-- Work required --
The records below must be transcribed exactly, with each picture left out.

-- Material provided --
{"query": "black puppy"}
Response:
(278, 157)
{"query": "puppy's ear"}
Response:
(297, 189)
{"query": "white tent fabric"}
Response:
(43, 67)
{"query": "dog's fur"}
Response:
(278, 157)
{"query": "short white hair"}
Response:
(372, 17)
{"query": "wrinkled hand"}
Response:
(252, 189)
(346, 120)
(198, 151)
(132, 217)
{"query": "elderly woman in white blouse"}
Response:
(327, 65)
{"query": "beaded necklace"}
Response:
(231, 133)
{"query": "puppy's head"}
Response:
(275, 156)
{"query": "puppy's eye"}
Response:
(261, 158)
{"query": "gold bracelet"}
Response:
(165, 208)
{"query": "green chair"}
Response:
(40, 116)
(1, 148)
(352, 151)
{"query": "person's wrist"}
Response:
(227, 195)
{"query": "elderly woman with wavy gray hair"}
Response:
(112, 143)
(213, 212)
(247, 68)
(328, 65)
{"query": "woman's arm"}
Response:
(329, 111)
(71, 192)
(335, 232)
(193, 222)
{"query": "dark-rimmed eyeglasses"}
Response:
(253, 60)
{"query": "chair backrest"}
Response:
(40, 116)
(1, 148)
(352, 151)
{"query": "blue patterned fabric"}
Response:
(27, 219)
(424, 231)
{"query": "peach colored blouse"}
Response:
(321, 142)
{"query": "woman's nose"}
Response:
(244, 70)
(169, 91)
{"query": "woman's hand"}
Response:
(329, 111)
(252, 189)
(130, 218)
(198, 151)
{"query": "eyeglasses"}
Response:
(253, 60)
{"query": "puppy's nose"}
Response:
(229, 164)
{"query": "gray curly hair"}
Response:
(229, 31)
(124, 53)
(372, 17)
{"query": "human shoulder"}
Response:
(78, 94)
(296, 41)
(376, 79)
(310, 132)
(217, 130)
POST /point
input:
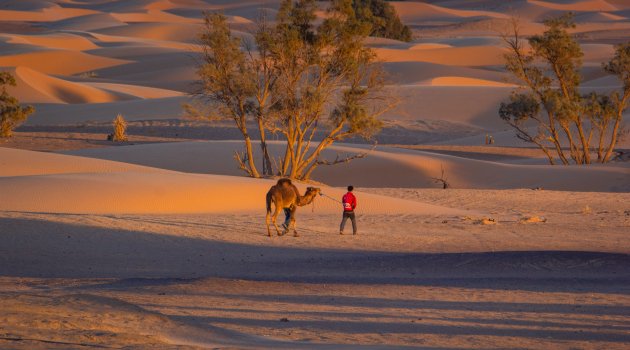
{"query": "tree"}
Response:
(120, 129)
(310, 85)
(549, 98)
(227, 82)
(12, 114)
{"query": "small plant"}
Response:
(120, 129)
(11, 113)
(442, 179)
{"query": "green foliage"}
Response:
(384, 19)
(12, 114)
(120, 129)
(550, 73)
(299, 81)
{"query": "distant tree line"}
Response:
(549, 110)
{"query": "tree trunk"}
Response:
(586, 149)
(250, 156)
(613, 138)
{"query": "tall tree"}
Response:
(12, 114)
(227, 82)
(311, 84)
(549, 77)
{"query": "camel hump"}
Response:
(284, 182)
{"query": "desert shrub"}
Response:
(12, 114)
(120, 129)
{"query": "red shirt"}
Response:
(349, 202)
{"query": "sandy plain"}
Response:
(160, 242)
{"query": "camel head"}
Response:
(313, 191)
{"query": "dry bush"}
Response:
(120, 129)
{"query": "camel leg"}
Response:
(274, 218)
(267, 217)
(292, 221)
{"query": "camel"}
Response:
(284, 194)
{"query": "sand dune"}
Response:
(86, 22)
(463, 81)
(164, 245)
(416, 13)
(411, 168)
(68, 184)
(52, 62)
(180, 32)
(52, 13)
(63, 41)
(577, 5)
(457, 56)
(36, 87)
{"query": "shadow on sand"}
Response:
(44, 249)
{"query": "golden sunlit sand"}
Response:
(160, 242)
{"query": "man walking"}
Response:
(349, 202)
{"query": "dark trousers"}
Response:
(348, 215)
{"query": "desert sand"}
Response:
(160, 242)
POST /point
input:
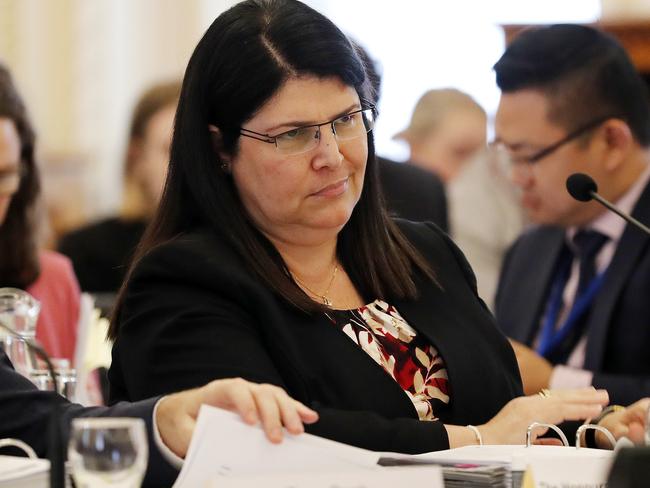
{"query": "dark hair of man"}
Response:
(246, 55)
(584, 73)
(19, 265)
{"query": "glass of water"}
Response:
(19, 310)
(108, 452)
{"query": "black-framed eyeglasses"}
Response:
(542, 153)
(303, 139)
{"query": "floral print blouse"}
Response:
(414, 363)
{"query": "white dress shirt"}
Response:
(572, 375)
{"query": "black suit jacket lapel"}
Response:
(630, 247)
(533, 292)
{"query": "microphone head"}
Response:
(581, 186)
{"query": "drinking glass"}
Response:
(108, 452)
(19, 310)
(66, 378)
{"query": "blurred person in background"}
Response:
(410, 192)
(101, 252)
(46, 275)
(447, 135)
(573, 291)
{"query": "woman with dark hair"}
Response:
(271, 257)
(46, 275)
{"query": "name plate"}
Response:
(429, 476)
(588, 472)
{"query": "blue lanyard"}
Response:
(552, 336)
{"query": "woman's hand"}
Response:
(510, 424)
(176, 414)
(630, 422)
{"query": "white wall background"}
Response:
(81, 63)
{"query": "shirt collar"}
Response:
(610, 224)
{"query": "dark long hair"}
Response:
(246, 55)
(19, 265)
(583, 72)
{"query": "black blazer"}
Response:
(193, 313)
(618, 328)
(413, 193)
(25, 415)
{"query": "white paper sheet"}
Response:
(429, 477)
(223, 445)
(516, 456)
(19, 472)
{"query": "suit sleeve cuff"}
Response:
(165, 451)
(566, 378)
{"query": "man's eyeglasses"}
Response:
(303, 139)
(542, 153)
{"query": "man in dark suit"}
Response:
(574, 290)
(26, 413)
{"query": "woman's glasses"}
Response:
(303, 139)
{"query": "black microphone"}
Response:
(582, 187)
(55, 454)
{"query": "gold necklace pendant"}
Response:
(326, 301)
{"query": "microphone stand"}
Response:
(55, 447)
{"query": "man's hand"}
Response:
(176, 414)
(535, 370)
(630, 422)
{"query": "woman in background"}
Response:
(101, 252)
(46, 275)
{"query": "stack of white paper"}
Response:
(19, 472)
(226, 452)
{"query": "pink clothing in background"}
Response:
(58, 291)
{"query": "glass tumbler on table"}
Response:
(108, 452)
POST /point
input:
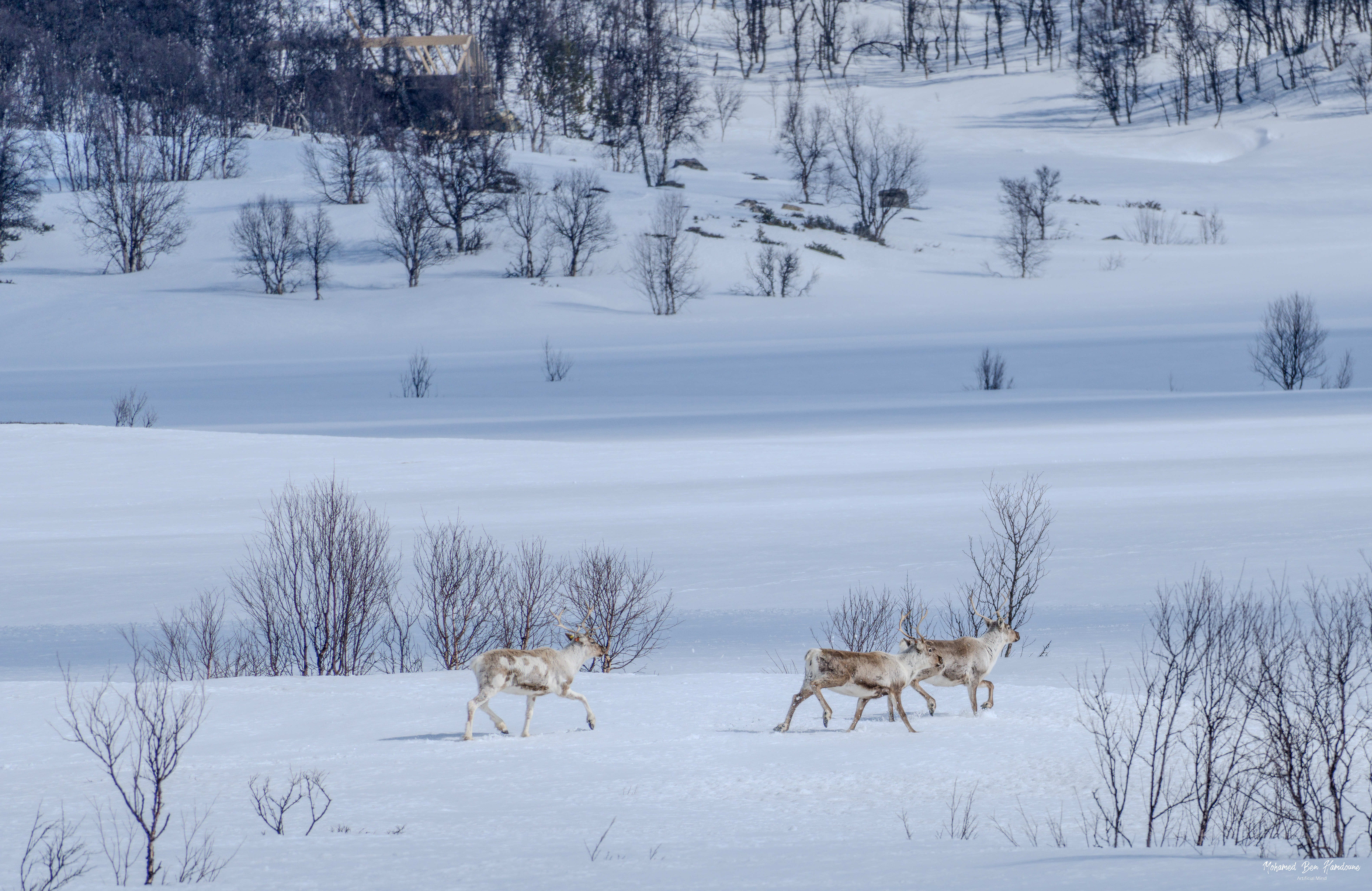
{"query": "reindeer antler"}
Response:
(581, 629)
(977, 614)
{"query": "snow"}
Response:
(768, 455)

-- Response box --
{"query": "black puppy"}
Response:
(278, 157)
{"query": "puppy's ear"}
Response:
(297, 189)
{"query": "white tent fabric"}
Response:
(43, 67)
{"query": "dog's fur"}
Response:
(278, 157)
{"query": "short white hair"}
Response:
(372, 17)
{"query": "wrinkled hand"}
Response:
(252, 189)
(346, 120)
(198, 151)
(132, 217)
{"query": "elderly woman in white blouse"}
Response:
(327, 65)
{"query": "beaded necklace"}
Response:
(231, 133)
{"query": "puppy's head"}
Response:
(275, 156)
{"query": "puppy's eye"}
Response:
(261, 158)
{"query": "gold bracelet"}
Response:
(165, 208)
{"query": "green chair"}
Response:
(40, 116)
(1, 148)
(352, 151)
{"query": "person's wrist"}
Response:
(227, 195)
{"query": "elderly woman with wavy gray hair"}
Response:
(112, 143)
(213, 212)
(247, 68)
(328, 65)
{"query": "woman's arm"}
Response:
(329, 111)
(71, 192)
(335, 232)
(193, 222)
{"query": "dark-rimmed eyeglasses"}
Response:
(253, 60)
{"query": "chair backrest"}
Response:
(40, 116)
(1, 148)
(352, 151)
{"query": "blue patterned fabric"}
Response:
(27, 219)
(424, 231)
{"query": "peach colored blouse"}
Response:
(321, 142)
{"query": "woman's nose"}
Response:
(244, 70)
(169, 91)
{"query": "woman's hand"}
Response:
(329, 111)
(252, 189)
(130, 218)
(198, 151)
{"query": "eyeglasses"}
Response:
(253, 60)
{"query": "puppy's nose"}
Response:
(229, 164)
{"query": "gray curly hair"}
Response:
(229, 31)
(124, 53)
(372, 17)
{"query": "human shoulder"}
Response:
(78, 94)
(296, 41)
(376, 79)
(310, 132)
(217, 130)
POST /point
input:
{"query": "tree"}
Response:
(120, 129)
(310, 85)
(549, 98)
(227, 82)
(12, 114)
{"query": "small plant"}
Response:
(120, 129)
(11, 113)
(442, 179)
{"query": "green foliage"}
Response:
(384, 19)
(12, 114)
(120, 129)
(550, 73)
(299, 81)
{"query": "distant tree line"}
Response:
(549, 110)
{"query": "tree trunk"}
Response:
(586, 149)
(250, 156)
(613, 138)
{"query": "tall tree"}
Response:
(12, 114)
(227, 82)
(311, 84)
(549, 77)
{"query": "camel hump"}
Response:
(284, 182)
{"query": "desert shrub"}
Response:
(12, 114)
(120, 129)
{"query": "red shirt"}
Response:
(349, 202)
{"query": "sandy plain"}
Response:
(160, 242)
{"query": "camel head"}
Response:
(313, 191)
{"query": "dry bush"}
Response:
(120, 129)
{"query": "camel leg"}
Response:
(274, 218)
(267, 217)
(292, 221)
{"query": "camel"}
Response:
(284, 194)
{"query": "sand dune"}
Response:
(86, 22)
(463, 81)
(164, 245)
(416, 13)
(411, 168)
(68, 184)
(52, 62)
(180, 32)
(52, 13)
(63, 41)
(577, 5)
(457, 56)
(36, 87)
{"query": "shadow on sand"}
Response:
(44, 249)
{"query": "golden sunlit sand"}
Response:
(160, 242)
{"query": "man walking"}
Response:
(349, 202)
{"query": "dark trousers"}
Response:
(348, 215)
{"query": "desert sand"}
Response:
(160, 242)
POST /point
input:
{"query": "dark hair of man"}
Response:
(246, 55)
(584, 73)
(19, 265)
{"query": "glass of water"}
Response:
(19, 310)
(108, 452)
{"query": "black-framed eyeglasses"}
Response:
(542, 153)
(303, 139)
{"query": "floral print blouse"}
Response:
(414, 363)
{"query": "white dress shirt"}
Response:
(572, 375)
{"query": "black suit jacket lapel"}
Response:
(630, 247)
(533, 292)
{"query": "microphone head"}
Response:
(581, 186)
{"query": "drinking glass"}
Response:
(108, 452)
(19, 310)
(66, 378)
{"query": "blurred person in background"}
Response:
(410, 192)
(101, 252)
(46, 275)
(447, 135)
(573, 291)
{"query": "woman with dark hair"}
Response:
(271, 257)
(46, 275)
{"query": "name plate"}
Response:
(429, 476)
(588, 472)
{"query": "blue lanyard"}
Response:
(552, 336)
{"query": "woman's hand"}
Response:
(510, 424)
(176, 414)
(630, 422)
{"query": "white wall background"}
Response:
(81, 63)
{"query": "shirt collar"}
Response:
(610, 224)
{"query": "dark long hair"}
Response:
(246, 55)
(19, 265)
(583, 72)
{"query": "black blazer"}
Response:
(193, 313)
(618, 328)
(413, 193)
(25, 415)
{"query": "white paper sheet"}
Response:
(429, 477)
(223, 445)
(516, 456)
(19, 472)
{"query": "suit sleeve cuff"}
Response:
(165, 451)
(566, 378)
{"query": "man's eyeglasses"}
Response:
(303, 139)
(542, 153)
{"query": "man in dark suit"}
Response:
(574, 290)
(26, 413)
{"query": "woman's glasses"}
Response:
(303, 139)
{"query": "black microphone"}
Response:
(582, 187)
(55, 454)
{"query": "gold necklace pendant"}
Response:
(326, 301)
{"query": "microphone stand"}
Response:
(55, 447)
{"query": "man's hand"}
Response:
(176, 414)
(535, 370)
(630, 422)
{"query": "woman in background"}
Response:
(101, 252)
(46, 275)
{"query": "stack of white paper"}
Response:
(19, 472)
(226, 452)
{"query": "pink clothing in background"}
Response:
(58, 291)
{"query": "glass tumbler on table"}
Response:
(108, 452)
POST /point
input:
{"query": "reindeer antler"}
Response:
(581, 629)
(977, 614)
{"query": "snow"}
Response:
(768, 455)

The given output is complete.